═════ Texte extrait ═════
Remarque: même si le travail est effectué sans accord explicite ou si un accord n'est pas qualifié de contrat de travail par les parties, les dispositions légales relatives au contrat de travail s'appliquent s'il s’avère que le contenu de l’accord abonde dans le sens d’un contrat de travail selon les déclarations concordantes des parties.

Dans la pratique, c'est surtout la distinction entre le contrat de travail et le mandat ainsi que le contrat d'entreprise qui pose régulièrement problème.

Distinction entre contrat de travail et mandat

Le mandat est un contrat par lequel le mandataire s’oblige, dans les termes de la convention, à gérer l’affaire dont il s’est chargé ou à rendre les services qu’il a promis (art. 394, al. 1 CO). La principale différence entre le contrat de travail et le mandat réside dans l'intégration dans une organisation de travail étrangère, c'est-à-dire dans le rapport de subordination du travailleur vis-à-vis de l'employeur. Par rapport au travailleur, le mandataire est plus autonome dans l'exécution de sa prestation de travail et moins soumis à des directives. Comme le travailleur, le mandataire s'engage à travailler avec soin et à viser un résultat qui n'est toutefois pas exigé par le contrat. Une rémunération est due au mandataire si la convention ou l’usage lui en assure une (art. 394, al. 3 CO). Le mandant doit rembourser au mandataire, en principal et intérêts, les avances et frais que celui-ci a faits pour l’exécution régulière du mandat, et le libérer des obligations par lui contractées (art. 402, al. 1 CO). Le mandat peut, à la différence d’un contrat de travail, être révoqué ou répudié en tout temps (art. 404 CO).
═════ Contenu des données ═════
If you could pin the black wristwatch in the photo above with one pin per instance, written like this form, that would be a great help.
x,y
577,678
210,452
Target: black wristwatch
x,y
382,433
═════
== Énoncé ==
Réécrivez le passage du texte sur le contrat de travail qui commence aux mots « Remarque: même si » et s'arrête après « concordantes des parties. », en remplaçant « dispositions légales » par « règles légales ».

== Réponse attendue ==
Remarque: même si le travail est effectué sans accord explicite ou si un accord n'est pas qualifié de contrat de travail par les parties, les règles légales relatives au contrat de travail s'appliquent s'il s’avère que le contenu de l’accord abonde dans le sens d’un contrat de travail selon les déclarations concordantes des parties.